Written exercise 1: In the accelerometer plotting text, how is the time axis computed?
Written exercise 2: Print the accelerometer plotting text from "- Converts the" up to and including "configured sampling frequency.".

This function plots a **3-axis accelerometer signal** for a specific behavior class from the labeled dataset. It will help us see if the labels make sense, like a lying calf to not be moving much, and a running calf the opposite.

- **Behavior:**
  - If `index` is not provided, randomly selects a window corresponding to the requested label.
  - Converts the `(channels, time)` tensor to a DataFrame with axes labeled:
    - `X (Up/Down)`
    - `Y (Forward/Backward)`
    - `Z (Left/Right)`
  - Time axis is computed in seconds using the configured sampling frequency.

In [None]:
def plot_signal(dataset, label_name=None, index=None):
    """Plots the 3-axis accelerometer signal from a random window of a specific class."""
    
    # If no explicit index is given, sample a window belonging to the requested class
    if index is None:
        target_int = dataset.label_map[label_name]
        candidates = [i for i, idxs in enumerate(dataset.indices) 
                      if dataset.labels[idxs[0]] == target_int]
        if not candidates:
            return print(f"No data available for {label_name}")
        idx = random.choice(candidates)

Provided records:
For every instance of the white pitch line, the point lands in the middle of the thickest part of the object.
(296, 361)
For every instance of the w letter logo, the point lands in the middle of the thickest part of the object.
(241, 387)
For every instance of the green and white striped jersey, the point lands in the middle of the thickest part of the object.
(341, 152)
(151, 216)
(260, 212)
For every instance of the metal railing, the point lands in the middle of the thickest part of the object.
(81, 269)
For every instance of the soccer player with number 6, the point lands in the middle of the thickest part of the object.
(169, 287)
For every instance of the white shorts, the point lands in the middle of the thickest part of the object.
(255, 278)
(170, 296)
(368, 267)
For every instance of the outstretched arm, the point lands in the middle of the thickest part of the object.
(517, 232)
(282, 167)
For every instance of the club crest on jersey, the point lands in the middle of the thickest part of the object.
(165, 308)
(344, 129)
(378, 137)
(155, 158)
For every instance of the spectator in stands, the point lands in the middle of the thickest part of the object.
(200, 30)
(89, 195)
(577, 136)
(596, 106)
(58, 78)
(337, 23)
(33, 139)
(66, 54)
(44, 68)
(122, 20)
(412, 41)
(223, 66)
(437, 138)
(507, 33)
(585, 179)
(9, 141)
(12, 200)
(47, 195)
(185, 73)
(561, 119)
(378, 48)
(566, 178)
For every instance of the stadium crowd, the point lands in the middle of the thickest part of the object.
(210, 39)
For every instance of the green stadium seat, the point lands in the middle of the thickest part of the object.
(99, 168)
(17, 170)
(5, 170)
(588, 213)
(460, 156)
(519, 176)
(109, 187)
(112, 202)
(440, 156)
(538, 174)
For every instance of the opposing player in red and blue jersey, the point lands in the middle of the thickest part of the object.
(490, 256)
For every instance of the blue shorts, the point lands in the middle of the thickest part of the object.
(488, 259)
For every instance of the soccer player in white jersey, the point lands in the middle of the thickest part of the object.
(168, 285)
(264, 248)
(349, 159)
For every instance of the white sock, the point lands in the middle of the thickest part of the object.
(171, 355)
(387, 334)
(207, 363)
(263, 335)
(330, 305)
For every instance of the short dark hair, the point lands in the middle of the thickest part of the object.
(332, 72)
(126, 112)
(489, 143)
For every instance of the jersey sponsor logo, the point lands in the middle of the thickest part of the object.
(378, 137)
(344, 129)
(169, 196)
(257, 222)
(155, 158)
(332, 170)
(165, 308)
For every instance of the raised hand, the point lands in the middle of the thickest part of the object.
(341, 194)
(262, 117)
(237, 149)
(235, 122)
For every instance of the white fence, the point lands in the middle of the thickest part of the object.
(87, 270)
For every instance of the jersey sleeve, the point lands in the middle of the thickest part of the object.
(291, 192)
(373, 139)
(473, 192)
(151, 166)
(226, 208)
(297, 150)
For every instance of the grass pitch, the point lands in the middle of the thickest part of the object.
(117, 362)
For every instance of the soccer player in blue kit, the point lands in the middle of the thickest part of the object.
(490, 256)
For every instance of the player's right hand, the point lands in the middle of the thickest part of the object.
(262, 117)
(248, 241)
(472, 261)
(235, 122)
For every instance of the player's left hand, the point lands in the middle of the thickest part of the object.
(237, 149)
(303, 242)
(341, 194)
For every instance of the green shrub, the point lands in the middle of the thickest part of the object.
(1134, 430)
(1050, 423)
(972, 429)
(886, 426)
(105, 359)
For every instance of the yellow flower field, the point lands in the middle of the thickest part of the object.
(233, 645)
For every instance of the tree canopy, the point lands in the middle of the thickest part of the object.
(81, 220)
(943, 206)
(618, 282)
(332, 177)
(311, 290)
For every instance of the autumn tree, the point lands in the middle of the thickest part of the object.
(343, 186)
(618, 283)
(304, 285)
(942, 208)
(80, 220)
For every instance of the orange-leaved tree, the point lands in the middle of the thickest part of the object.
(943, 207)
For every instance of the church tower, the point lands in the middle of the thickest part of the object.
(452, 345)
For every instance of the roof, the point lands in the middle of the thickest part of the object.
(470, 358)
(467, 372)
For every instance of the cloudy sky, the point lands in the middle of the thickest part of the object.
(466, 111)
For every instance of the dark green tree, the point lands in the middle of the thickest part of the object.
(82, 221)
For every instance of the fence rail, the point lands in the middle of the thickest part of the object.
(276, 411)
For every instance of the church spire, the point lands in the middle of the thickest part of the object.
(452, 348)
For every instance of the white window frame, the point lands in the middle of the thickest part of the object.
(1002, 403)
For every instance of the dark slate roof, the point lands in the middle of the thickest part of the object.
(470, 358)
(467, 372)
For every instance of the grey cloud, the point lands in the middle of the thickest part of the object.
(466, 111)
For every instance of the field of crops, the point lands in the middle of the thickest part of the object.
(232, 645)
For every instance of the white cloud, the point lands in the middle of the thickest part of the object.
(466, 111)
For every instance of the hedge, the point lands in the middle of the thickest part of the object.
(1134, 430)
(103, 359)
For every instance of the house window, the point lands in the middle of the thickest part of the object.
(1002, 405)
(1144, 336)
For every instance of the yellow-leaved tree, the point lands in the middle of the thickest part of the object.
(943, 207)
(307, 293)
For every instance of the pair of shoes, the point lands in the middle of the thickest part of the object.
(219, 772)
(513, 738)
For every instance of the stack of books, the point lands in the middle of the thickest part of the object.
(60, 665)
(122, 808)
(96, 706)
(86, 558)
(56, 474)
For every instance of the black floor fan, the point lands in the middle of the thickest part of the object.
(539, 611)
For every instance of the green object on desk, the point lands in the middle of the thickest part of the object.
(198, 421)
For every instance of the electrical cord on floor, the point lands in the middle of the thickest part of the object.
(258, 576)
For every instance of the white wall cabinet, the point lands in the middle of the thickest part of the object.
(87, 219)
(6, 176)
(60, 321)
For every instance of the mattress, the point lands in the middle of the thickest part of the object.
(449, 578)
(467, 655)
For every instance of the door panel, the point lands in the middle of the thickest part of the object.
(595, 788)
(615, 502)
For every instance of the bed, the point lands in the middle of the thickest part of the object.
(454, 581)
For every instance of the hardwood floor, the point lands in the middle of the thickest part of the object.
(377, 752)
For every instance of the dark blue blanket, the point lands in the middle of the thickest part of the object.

Answer 1: In seconds, using the configured sampling frequency.

Answer 2:
- Converts the `(channels, time)` tensor to a DataFrame with axes labeled:
    - `X (Up/Down)`
    - `Y (Forward/Backward)`
    - `Z (Left/Right)`
  - Time axis is computed in seconds using the configured sampling frequency.